Problem statement: Could you lay out every line of the rows below as a JSON list of strings, one string per line, with blank lines and the pictures left out?

(Data listing)

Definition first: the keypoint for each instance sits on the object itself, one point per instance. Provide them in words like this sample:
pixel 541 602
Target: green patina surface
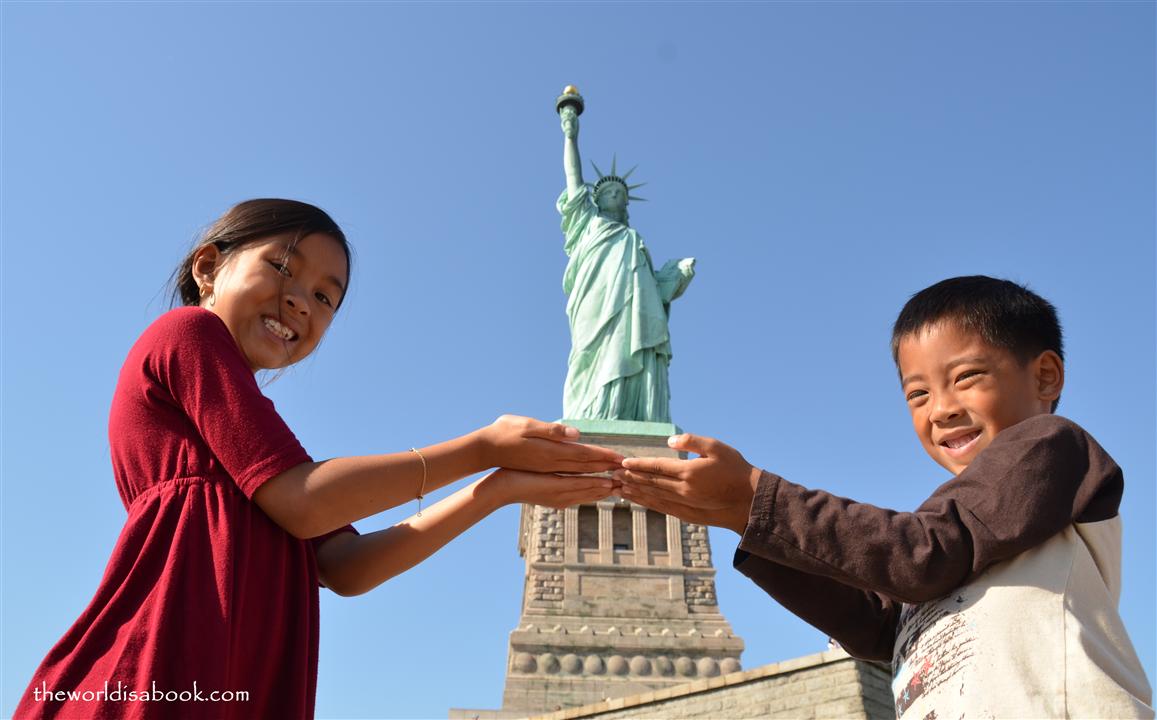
pixel 618 305
pixel 623 427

Answer to the problem:
[
  "Definition first: the keypoint for each instance sits on the object itself, one point per instance. Provide them in words like this sample:",
  "pixel 541 602",
  "Target: green patina surface",
  "pixel 618 305",
  "pixel 623 427"
]